■ **EXERCISE OBJECTIVE**: Print every line of the listing below with no changes.

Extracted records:
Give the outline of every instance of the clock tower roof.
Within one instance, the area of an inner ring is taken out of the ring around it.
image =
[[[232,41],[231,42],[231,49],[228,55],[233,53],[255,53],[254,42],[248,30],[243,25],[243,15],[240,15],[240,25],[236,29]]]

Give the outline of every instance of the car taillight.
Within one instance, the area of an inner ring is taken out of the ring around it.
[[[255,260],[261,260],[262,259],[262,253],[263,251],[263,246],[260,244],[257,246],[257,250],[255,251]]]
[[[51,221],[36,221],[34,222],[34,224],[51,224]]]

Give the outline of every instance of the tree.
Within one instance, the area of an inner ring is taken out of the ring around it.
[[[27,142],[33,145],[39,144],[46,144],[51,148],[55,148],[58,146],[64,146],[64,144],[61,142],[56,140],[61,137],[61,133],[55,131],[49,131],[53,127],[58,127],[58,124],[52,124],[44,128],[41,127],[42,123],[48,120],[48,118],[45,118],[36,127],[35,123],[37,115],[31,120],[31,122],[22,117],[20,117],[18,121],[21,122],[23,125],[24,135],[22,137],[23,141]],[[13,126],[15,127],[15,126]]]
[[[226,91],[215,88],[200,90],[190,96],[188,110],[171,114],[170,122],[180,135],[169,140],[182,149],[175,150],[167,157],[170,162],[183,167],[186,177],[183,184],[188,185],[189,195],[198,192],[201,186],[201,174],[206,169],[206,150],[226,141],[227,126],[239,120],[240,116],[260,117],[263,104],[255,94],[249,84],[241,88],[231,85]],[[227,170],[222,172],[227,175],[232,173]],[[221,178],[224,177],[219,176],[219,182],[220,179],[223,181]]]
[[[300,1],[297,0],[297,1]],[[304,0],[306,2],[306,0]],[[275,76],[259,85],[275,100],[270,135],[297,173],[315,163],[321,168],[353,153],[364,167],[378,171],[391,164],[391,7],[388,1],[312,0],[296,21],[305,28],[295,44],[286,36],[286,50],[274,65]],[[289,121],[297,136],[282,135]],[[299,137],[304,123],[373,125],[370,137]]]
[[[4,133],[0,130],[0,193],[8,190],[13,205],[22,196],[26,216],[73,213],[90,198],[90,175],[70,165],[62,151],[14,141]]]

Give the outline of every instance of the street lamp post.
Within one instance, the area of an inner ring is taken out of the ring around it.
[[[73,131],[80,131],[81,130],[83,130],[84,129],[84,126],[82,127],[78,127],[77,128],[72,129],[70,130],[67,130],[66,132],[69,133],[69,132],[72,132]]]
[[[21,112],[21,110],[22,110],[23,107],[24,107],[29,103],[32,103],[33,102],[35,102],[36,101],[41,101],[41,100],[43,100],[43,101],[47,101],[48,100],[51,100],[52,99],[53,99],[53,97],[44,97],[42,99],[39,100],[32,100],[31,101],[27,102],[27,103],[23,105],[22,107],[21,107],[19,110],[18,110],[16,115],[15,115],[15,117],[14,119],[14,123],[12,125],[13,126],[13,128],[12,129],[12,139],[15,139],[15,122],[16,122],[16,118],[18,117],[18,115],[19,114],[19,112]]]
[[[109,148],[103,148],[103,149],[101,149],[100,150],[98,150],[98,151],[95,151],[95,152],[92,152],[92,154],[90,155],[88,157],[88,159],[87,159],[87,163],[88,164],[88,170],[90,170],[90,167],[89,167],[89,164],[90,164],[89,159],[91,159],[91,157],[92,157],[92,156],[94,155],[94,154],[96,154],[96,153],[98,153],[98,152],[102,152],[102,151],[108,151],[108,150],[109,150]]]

■ **TASK RESULT**:
Give the outline of every instance of the clock tower roof.
Within one instance, the area of an inner ring is taken out of the ring around it.
image =
[[[232,41],[231,42],[231,49],[228,55],[233,53],[255,53],[254,42],[248,30],[243,25],[243,15],[240,15],[240,25],[236,29]]]

Give the outline of every instance of the car taillight.
Within one instance, the area of an inner ring is taken out of the ring around it.
[[[255,260],[261,260],[262,259],[262,253],[263,251],[263,246],[260,244],[257,246],[257,250],[255,251]]]
[[[51,221],[36,221],[34,222],[34,224],[51,224]]]

Give the outline of every instance of the tree.
Within one instance, the area of an inner ring is taken out of the ring around it.
[[[27,142],[33,145],[39,144],[46,144],[51,148],[55,148],[58,146],[64,146],[64,144],[61,142],[56,140],[61,137],[61,133],[55,131],[49,131],[53,127],[58,127],[58,124],[52,124],[44,128],[41,127],[42,123],[48,120],[48,118],[45,118],[36,127],[35,123],[37,115],[31,120],[31,122],[22,117],[20,117],[18,121],[21,122],[23,125],[24,135],[22,137],[23,141]],[[13,126],[15,127],[15,126]]]
[[[226,91],[215,88],[200,90],[190,96],[188,110],[171,114],[170,122],[180,135],[169,140],[182,149],[175,150],[167,157],[170,162],[183,167],[186,177],[183,184],[188,185],[189,195],[198,192],[201,186],[201,174],[206,169],[206,150],[226,141],[227,126],[239,120],[240,116],[260,117],[263,104],[255,94],[249,84],[241,88],[231,85]],[[227,170],[222,172],[227,175],[232,173]],[[221,178],[224,177],[219,176],[219,182],[220,179],[223,181]]]
[[[300,1],[297,0],[297,1]],[[304,0],[306,2],[306,0]],[[275,76],[259,85],[275,100],[270,135],[297,173],[315,163],[321,168],[353,153],[364,167],[378,171],[391,164],[391,7],[388,1],[312,0],[296,21],[305,28],[295,44],[286,36],[286,50],[274,65]],[[289,121],[297,136],[282,135]],[[299,137],[304,123],[373,125],[370,137]]]
[[[4,133],[0,130],[0,193],[8,190],[13,205],[22,196],[26,216],[73,213],[90,198],[90,175],[70,165],[62,151],[14,141]]]

Give the outline of every instance of the street lamp post.
Within one instance, the area of an inner ring is taken out of the ring around it.
[[[73,131],[80,131],[81,130],[83,130],[84,129],[84,126],[82,127],[78,127],[77,128],[72,129],[70,130],[67,130],[66,132],[69,133],[69,132],[72,132]]]
[[[21,112],[21,110],[22,110],[23,107],[24,107],[29,103],[32,103],[33,102],[35,102],[36,101],[41,101],[41,100],[43,100],[43,101],[47,101],[48,100],[51,100],[52,99],[53,99],[53,97],[44,97],[42,99],[39,100],[32,100],[31,101],[27,102],[27,103],[23,105],[22,107],[21,107],[19,110],[18,110],[16,115],[15,115],[15,117],[14,119],[14,123],[12,125],[13,126],[13,128],[12,129],[12,139],[15,139],[15,122],[16,122],[16,118],[18,117],[18,115],[19,114],[19,112]]]
[[[109,148],[103,148],[103,149],[101,149],[100,150],[98,150],[98,151],[95,151],[95,152],[92,152],[92,154],[90,155],[88,157],[88,159],[87,159],[87,163],[88,164],[88,170],[90,170],[90,167],[89,167],[89,164],[90,164],[89,159],[91,159],[91,157],[92,157],[92,156],[94,155],[94,154],[96,154],[96,153],[98,153],[98,152],[102,152],[102,151],[108,151],[108,150],[109,150]]]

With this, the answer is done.